DATA EXTRACTS:
"""
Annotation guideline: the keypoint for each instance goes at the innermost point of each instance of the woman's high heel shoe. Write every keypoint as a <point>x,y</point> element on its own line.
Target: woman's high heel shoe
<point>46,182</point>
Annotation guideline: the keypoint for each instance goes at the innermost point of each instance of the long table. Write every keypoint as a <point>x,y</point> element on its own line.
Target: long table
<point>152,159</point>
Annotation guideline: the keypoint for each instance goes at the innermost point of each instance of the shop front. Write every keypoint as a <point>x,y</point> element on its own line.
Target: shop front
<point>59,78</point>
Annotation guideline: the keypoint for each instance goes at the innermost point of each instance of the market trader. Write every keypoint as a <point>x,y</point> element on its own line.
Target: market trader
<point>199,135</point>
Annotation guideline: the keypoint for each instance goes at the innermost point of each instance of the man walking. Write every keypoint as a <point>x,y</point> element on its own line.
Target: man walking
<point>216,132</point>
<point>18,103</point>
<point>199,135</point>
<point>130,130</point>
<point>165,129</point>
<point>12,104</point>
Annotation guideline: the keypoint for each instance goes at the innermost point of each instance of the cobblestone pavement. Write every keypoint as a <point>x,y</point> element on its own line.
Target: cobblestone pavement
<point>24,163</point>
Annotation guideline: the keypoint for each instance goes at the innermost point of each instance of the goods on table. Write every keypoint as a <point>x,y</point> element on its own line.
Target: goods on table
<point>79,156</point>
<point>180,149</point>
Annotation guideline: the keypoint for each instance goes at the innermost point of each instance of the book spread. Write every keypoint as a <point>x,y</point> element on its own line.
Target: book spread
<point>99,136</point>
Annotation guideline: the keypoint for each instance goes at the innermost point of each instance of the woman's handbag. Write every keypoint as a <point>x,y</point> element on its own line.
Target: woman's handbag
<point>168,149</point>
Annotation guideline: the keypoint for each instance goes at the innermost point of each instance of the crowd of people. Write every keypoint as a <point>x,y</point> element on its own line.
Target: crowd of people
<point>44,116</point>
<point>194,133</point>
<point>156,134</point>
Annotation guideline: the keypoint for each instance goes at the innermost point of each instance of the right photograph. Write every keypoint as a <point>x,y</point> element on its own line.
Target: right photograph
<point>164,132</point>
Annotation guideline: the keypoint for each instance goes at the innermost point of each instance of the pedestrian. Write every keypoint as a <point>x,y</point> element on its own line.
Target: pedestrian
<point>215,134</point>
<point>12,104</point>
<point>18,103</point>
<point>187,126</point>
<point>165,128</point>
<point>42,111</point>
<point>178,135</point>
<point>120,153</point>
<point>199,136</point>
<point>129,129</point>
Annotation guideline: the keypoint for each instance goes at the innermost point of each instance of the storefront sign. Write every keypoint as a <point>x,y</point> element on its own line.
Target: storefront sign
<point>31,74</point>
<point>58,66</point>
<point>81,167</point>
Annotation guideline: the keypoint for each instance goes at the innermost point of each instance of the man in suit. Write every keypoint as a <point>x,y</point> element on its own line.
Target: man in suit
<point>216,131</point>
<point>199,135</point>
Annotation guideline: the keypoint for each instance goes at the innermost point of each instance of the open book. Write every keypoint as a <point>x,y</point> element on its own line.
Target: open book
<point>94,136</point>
"""
ASSIGNED TASK:
All of the records should be transcribed exactly, with nothing left out.

PROBLEM SOLUTION:
Annotation guideline: the keypoint for each instance goes at the innermost point of each instance of the woman's high heel shoe. Write every keypoint as a <point>x,y</point> element on its own line.
Target: woman's high heel shoe
<point>46,182</point>
Annotation guideline: the keypoint for each instance goes at the innermost point of each instance of the long table. Write every keypoint as a <point>x,y</point> element on its own line.
Target: long table
<point>152,159</point>
Annotation guideline: the keypoint for each instance goes at the innermost point of each instance of the shop front. Write every keypoint as a <point>x,y</point> element on its own line.
Target: shop front
<point>59,78</point>
Annotation guideline: the keypoint for each instance goes at the innermost point of each instance of the market trader. Write every keypoint as a <point>x,y</point> element on its own line.
Target: market trader
<point>199,135</point>
Annotation guideline: the keypoint for each instance goes at the innermost point of each instance of the man walking. Write every keypoint as a <point>x,y</point> element on its own line.
Target: man walking
<point>216,132</point>
<point>18,103</point>
<point>199,135</point>
<point>130,130</point>
<point>165,129</point>
<point>12,104</point>
Annotation guideline: the keypoint for each instance goes at the innermost point of each instance of the cobblestone pavement. Write every keypoint as a <point>x,y</point> element on its own line.
Target: cobblestone pavement
<point>24,163</point>
Annotation guideline: the keypoint for each instance goes at the innermost point of each instance of the goods on table. Write every keypoint as a <point>x,y</point> element on its own line.
Target: goods on table
<point>79,156</point>
<point>180,149</point>
Annotation guideline: the keypoint for each instance goes at the innermost point of each instance of the book spread. Write every keypoint as a <point>x,y</point> element on its own line.
Target: book spread
<point>99,136</point>
Annotation guideline: the keypoint for each instance goes at the innermost point of each instance of the woman's handbag. Write every keypoint as a <point>x,y</point> element on its own line.
Target: woman's handbag
<point>168,149</point>
Annotation guideline: the keypoint for each instance goes at the innermost point of each instance of the crowd of people. Write every keypoint as a <point>x,y</point> element on its own line.
Target: crowd of people
<point>44,116</point>
<point>194,133</point>
<point>156,134</point>
Annotation guideline: the keypoint for each instance goes at the innermost point of each instance of the right photograph. Write every keypoint as a <point>x,y</point> element on its own line.
Target: right photograph
<point>164,132</point>
Annotation guideline: the keypoint for each instance goes at the innermost point of each instance of the pedestrian. Write every keypoint as a <point>x,y</point> element on its own line.
Target: pedestrian
<point>215,134</point>
<point>12,104</point>
<point>18,103</point>
<point>187,126</point>
<point>165,128</point>
<point>42,111</point>
<point>178,135</point>
<point>120,153</point>
<point>199,136</point>
<point>129,129</point>
Annotation guideline: the keypoint for each instance goes at the innermost point of each instance of the storefront sign. Write every keypoint as a <point>x,y</point> element on its own line.
Target: storefront sign
<point>31,74</point>
<point>58,66</point>
<point>81,167</point>
Annotation guideline: the keypoint for each instance goes at the innermost point of each instance of the man in suit. Write every keypoint as a <point>x,y</point> element on its own line.
Target: man in suit
<point>216,131</point>
<point>199,135</point>
Annotation guideline: the keypoint for each instance goes at the innermost point of each instance of the open book. Write every keypoint as a <point>x,y</point> element on its own line.
Target: open book
<point>94,136</point>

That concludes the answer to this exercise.